(Excerpted data)

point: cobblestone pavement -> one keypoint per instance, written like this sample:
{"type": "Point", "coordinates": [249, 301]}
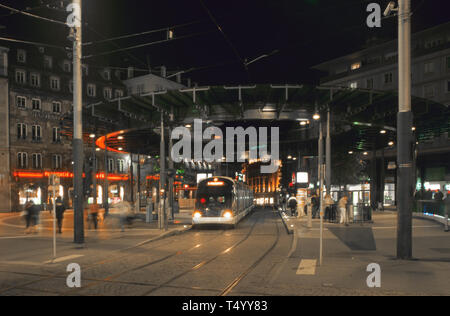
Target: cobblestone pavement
{"type": "Point", "coordinates": [256, 258]}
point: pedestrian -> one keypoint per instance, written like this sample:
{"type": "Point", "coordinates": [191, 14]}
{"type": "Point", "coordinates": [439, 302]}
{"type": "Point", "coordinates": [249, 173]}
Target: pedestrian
{"type": "Point", "coordinates": [33, 211]}
{"type": "Point", "coordinates": [328, 201]}
{"type": "Point", "coordinates": [315, 205]}
{"type": "Point", "coordinates": [93, 214]}
{"type": "Point", "coordinates": [60, 209]}
{"type": "Point", "coordinates": [27, 215]}
{"type": "Point", "coordinates": [292, 203]}
{"type": "Point", "coordinates": [343, 210]}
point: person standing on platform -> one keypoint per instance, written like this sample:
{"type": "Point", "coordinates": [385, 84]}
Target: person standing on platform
{"type": "Point", "coordinates": [343, 210]}
{"type": "Point", "coordinates": [60, 209]}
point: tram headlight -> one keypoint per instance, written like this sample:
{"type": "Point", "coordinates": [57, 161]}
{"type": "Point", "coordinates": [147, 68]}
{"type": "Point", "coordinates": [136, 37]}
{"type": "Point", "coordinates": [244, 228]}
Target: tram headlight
{"type": "Point", "coordinates": [228, 214]}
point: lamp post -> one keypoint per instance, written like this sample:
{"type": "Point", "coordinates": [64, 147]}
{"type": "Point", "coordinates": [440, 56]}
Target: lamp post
{"type": "Point", "coordinates": [404, 131]}
{"type": "Point", "coordinates": [78, 130]}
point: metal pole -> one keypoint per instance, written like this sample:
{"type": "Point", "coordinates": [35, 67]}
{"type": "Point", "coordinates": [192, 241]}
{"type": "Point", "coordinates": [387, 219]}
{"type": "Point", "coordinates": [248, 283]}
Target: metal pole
{"type": "Point", "coordinates": [404, 134]}
{"type": "Point", "coordinates": [162, 180]}
{"type": "Point", "coordinates": [94, 173]}
{"type": "Point", "coordinates": [328, 153]}
{"type": "Point", "coordinates": [321, 213]}
{"type": "Point", "coordinates": [320, 155]}
{"type": "Point", "coordinates": [171, 166]}
{"type": "Point", "coordinates": [78, 131]}
{"type": "Point", "coordinates": [106, 182]}
{"type": "Point", "coordinates": [54, 216]}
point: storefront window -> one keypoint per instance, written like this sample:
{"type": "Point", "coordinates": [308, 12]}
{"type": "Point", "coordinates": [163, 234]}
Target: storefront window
{"type": "Point", "coordinates": [29, 193]}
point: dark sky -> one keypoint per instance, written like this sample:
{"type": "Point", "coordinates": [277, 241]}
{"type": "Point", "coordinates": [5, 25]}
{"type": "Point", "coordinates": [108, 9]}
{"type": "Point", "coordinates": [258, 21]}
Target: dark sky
{"type": "Point", "coordinates": [303, 33]}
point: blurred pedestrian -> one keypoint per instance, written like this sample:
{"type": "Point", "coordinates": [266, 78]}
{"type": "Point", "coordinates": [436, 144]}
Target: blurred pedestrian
{"type": "Point", "coordinates": [292, 203]}
{"type": "Point", "coordinates": [328, 201]}
{"type": "Point", "coordinates": [343, 210]}
{"type": "Point", "coordinates": [60, 209]}
{"type": "Point", "coordinates": [94, 208]}
{"type": "Point", "coordinates": [33, 212]}
{"type": "Point", "coordinates": [315, 203]}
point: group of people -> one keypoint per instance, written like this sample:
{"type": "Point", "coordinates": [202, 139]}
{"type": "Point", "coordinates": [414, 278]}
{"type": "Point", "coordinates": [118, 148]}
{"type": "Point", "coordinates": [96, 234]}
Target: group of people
{"type": "Point", "coordinates": [313, 205]}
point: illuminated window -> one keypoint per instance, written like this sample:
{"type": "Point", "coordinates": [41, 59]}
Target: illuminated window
{"type": "Point", "coordinates": [22, 160]}
{"type": "Point", "coordinates": [36, 104]}
{"type": "Point", "coordinates": [21, 76]}
{"type": "Point", "coordinates": [21, 102]}
{"type": "Point", "coordinates": [35, 80]}
{"type": "Point", "coordinates": [356, 66]}
{"type": "Point", "coordinates": [37, 161]}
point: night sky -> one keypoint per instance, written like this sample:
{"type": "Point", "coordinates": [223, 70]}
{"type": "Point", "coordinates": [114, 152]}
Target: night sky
{"type": "Point", "coordinates": [297, 34]}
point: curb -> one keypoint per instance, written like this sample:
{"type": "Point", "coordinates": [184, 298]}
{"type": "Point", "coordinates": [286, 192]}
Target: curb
{"type": "Point", "coordinates": [162, 236]}
{"type": "Point", "coordinates": [435, 218]}
{"type": "Point", "coordinates": [287, 222]}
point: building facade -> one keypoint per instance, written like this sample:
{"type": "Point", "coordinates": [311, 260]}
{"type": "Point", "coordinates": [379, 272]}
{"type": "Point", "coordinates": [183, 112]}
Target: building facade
{"type": "Point", "coordinates": [376, 68]}
{"type": "Point", "coordinates": [36, 92]}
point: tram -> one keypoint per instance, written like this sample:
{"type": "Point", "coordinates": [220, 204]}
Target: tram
{"type": "Point", "coordinates": [222, 200]}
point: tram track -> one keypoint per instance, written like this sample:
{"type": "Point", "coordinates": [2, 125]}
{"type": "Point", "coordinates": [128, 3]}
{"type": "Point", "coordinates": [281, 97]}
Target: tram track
{"type": "Point", "coordinates": [113, 277]}
{"type": "Point", "coordinates": [229, 288]}
{"type": "Point", "coordinates": [45, 277]}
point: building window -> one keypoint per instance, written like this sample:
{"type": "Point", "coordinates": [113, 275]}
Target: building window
{"type": "Point", "coordinates": [388, 78]}
{"type": "Point", "coordinates": [119, 93]}
{"type": "Point", "coordinates": [56, 162]}
{"type": "Point", "coordinates": [356, 66]}
{"type": "Point", "coordinates": [37, 161]}
{"type": "Point", "coordinates": [91, 90]}
{"type": "Point", "coordinates": [428, 91]}
{"type": "Point", "coordinates": [120, 165]}
{"type": "Point", "coordinates": [36, 133]}
{"type": "Point", "coordinates": [54, 83]}
{"type": "Point", "coordinates": [56, 135]}
{"type": "Point", "coordinates": [56, 107]}
{"type": "Point", "coordinates": [48, 62]}
{"type": "Point", "coordinates": [36, 104]}
{"type": "Point", "coordinates": [110, 165]}
{"type": "Point", "coordinates": [107, 75]}
{"type": "Point", "coordinates": [21, 76]}
{"type": "Point", "coordinates": [107, 93]}
{"type": "Point", "coordinates": [429, 68]}
{"type": "Point", "coordinates": [85, 70]}
{"type": "Point", "coordinates": [21, 102]}
{"type": "Point", "coordinates": [35, 80]}
{"type": "Point", "coordinates": [22, 160]}
{"type": "Point", "coordinates": [140, 89]}
{"type": "Point", "coordinates": [67, 66]}
{"type": "Point", "coordinates": [21, 56]}
{"type": "Point", "coordinates": [21, 131]}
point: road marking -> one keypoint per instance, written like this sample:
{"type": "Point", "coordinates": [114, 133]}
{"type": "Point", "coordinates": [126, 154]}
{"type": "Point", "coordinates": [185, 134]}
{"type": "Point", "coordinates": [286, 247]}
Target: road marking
{"type": "Point", "coordinates": [20, 263]}
{"type": "Point", "coordinates": [17, 237]}
{"type": "Point", "coordinates": [62, 259]}
{"type": "Point", "coordinates": [307, 267]}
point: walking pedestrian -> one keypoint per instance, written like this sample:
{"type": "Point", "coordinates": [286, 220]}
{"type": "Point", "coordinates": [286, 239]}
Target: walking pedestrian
{"type": "Point", "coordinates": [292, 202]}
{"type": "Point", "coordinates": [33, 211]}
{"type": "Point", "coordinates": [328, 201]}
{"type": "Point", "coordinates": [315, 205]}
{"type": "Point", "coordinates": [343, 210]}
{"type": "Point", "coordinates": [60, 209]}
{"type": "Point", "coordinates": [93, 214]}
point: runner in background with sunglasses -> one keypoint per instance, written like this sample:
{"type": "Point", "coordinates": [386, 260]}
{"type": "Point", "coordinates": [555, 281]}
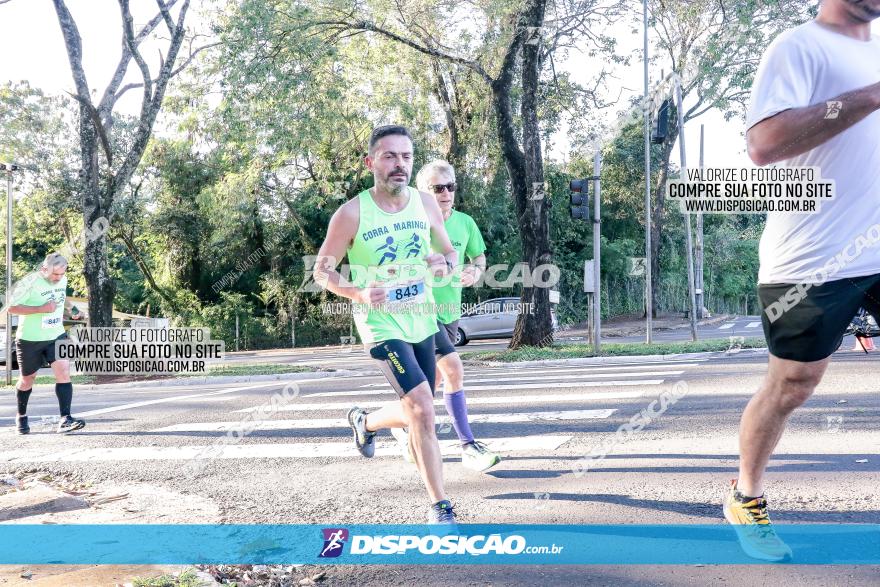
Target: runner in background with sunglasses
{"type": "Point", "coordinates": [438, 178]}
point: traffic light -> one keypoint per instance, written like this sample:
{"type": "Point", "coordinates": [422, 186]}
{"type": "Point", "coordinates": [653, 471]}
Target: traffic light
{"type": "Point", "coordinates": [658, 137]}
{"type": "Point", "coordinates": [580, 198]}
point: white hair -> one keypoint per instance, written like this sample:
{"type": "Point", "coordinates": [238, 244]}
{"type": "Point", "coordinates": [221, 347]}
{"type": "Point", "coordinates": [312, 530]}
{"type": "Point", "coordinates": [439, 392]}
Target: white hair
{"type": "Point", "coordinates": [54, 260]}
{"type": "Point", "coordinates": [429, 169]}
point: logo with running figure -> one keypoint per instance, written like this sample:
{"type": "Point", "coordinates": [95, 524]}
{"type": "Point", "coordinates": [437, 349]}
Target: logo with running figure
{"type": "Point", "coordinates": [413, 246]}
{"type": "Point", "coordinates": [389, 251]}
{"type": "Point", "coordinates": [334, 540]}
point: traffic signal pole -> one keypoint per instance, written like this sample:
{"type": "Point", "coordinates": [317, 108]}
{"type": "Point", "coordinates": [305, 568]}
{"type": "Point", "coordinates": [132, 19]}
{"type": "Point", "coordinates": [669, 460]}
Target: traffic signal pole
{"type": "Point", "coordinates": [597, 245]}
{"type": "Point", "coordinates": [687, 217]}
{"type": "Point", "coordinates": [580, 210]}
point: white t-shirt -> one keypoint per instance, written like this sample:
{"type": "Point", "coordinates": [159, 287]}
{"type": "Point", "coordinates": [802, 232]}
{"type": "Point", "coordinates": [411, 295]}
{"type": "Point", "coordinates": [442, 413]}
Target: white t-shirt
{"type": "Point", "coordinates": [804, 66]}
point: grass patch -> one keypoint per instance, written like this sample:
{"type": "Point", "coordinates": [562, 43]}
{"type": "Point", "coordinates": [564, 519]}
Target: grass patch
{"type": "Point", "coordinates": [185, 579]}
{"type": "Point", "coordinates": [575, 351]}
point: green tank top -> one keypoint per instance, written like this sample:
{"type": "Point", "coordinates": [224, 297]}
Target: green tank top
{"type": "Point", "coordinates": [34, 290]}
{"type": "Point", "coordinates": [390, 249]}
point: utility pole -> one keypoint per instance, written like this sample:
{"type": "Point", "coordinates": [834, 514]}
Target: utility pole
{"type": "Point", "coordinates": [687, 217]}
{"type": "Point", "coordinates": [9, 169]}
{"type": "Point", "coordinates": [649, 309]}
{"type": "Point", "coordinates": [597, 243]}
{"type": "Point", "coordinates": [698, 248]}
{"type": "Point", "coordinates": [580, 210]}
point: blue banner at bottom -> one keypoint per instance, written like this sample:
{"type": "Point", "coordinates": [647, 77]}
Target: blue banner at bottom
{"type": "Point", "coordinates": [484, 544]}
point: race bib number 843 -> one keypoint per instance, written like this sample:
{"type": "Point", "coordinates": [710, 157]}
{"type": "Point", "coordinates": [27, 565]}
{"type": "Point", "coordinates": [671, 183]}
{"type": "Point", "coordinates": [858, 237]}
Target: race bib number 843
{"type": "Point", "coordinates": [406, 293]}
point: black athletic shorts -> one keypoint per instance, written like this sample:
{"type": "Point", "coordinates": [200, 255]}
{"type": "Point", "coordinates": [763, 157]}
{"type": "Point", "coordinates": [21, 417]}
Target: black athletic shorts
{"type": "Point", "coordinates": [445, 338]}
{"type": "Point", "coordinates": [406, 365]}
{"type": "Point", "coordinates": [807, 323]}
{"type": "Point", "coordinates": [33, 354]}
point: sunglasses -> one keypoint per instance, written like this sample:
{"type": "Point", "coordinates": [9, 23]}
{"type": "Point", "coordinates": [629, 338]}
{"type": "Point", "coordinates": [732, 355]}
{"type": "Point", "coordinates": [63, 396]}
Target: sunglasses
{"type": "Point", "coordinates": [438, 189]}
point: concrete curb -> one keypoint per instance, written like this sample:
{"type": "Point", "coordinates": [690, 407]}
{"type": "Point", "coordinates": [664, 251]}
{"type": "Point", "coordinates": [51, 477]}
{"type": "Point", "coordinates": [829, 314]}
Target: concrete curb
{"type": "Point", "coordinates": [218, 380]}
{"type": "Point", "coordinates": [622, 359]}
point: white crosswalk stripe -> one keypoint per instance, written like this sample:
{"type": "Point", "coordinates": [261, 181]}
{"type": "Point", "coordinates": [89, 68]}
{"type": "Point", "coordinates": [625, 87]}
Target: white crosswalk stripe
{"type": "Point", "coordinates": [508, 407]}
{"type": "Point", "coordinates": [387, 388]}
{"type": "Point", "coordinates": [472, 401]}
{"type": "Point", "coordinates": [317, 423]}
{"type": "Point", "coordinates": [267, 451]}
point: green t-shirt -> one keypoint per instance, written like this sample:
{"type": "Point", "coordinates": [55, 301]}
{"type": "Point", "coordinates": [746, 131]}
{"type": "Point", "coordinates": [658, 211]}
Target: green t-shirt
{"type": "Point", "coordinates": [35, 290]}
{"type": "Point", "coordinates": [390, 249]}
{"type": "Point", "coordinates": [468, 243]}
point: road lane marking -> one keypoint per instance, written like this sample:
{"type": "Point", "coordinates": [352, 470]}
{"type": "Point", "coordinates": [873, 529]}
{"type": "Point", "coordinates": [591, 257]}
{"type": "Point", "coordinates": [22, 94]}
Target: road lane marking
{"type": "Point", "coordinates": [317, 423]}
{"type": "Point", "coordinates": [498, 387]}
{"type": "Point", "coordinates": [472, 401]}
{"type": "Point", "coordinates": [299, 450]}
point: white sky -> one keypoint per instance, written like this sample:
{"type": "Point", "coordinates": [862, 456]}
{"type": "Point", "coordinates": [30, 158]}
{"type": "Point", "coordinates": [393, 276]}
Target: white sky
{"type": "Point", "coordinates": [32, 48]}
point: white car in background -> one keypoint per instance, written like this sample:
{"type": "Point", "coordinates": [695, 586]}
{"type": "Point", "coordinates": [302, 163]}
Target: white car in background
{"type": "Point", "coordinates": [493, 318]}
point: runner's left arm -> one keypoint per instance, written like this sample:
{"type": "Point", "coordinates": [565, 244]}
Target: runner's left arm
{"type": "Point", "coordinates": [439, 238]}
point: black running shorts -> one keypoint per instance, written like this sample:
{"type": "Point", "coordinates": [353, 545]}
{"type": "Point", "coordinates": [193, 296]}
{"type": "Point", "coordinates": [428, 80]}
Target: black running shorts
{"type": "Point", "coordinates": [445, 338]}
{"type": "Point", "coordinates": [807, 323]}
{"type": "Point", "coordinates": [33, 354]}
{"type": "Point", "coordinates": [406, 365]}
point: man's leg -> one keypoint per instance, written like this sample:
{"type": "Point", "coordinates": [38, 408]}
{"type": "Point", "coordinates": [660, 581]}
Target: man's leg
{"type": "Point", "coordinates": [28, 364]}
{"type": "Point", "coordinates": [64, 393]}
{"type": "Point", "coordinates": [418, 407]}
{"type": "Point", "coordinates": [452, 372]}
{"type": "Point", "coordinates": [22, 396]}
{"type": "Point", "coordinates": [787, 386]}
{"type": "Point", "coordinates": [63, 386]}
{"type": "Point", "coordinates": [474, 454]}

(End Excerpted data)

▶ Your task:
Repeat the entries above verbatim, but only from the line that has "Target: utility pole" down to the line that has "point: race bib", inclusive.

▶ Your response:
Target: utility pole
{"type": "Point", "coordinates": [687, 217]}
{"type": "Point", "coordinates": [9, 169]}
{"type": "Point", "coordinates": [649, 309]}
{"type": "Point", "coordinates": [597, 243]}
{"type": "Point", "coordinates": [698, 248]}
{"type": "Point", "coordinates": [580, 210]}
point: blue banner at bottom -> one keypoint per instance, written like this sample:
{"type": "Point", "coordinates": [647, 77]}
Target: blue banner at bottom
{"type": "Point", "coordinates": [484, 544]}
point: race bib number 843 -> one keypoint per instance, written like this sample:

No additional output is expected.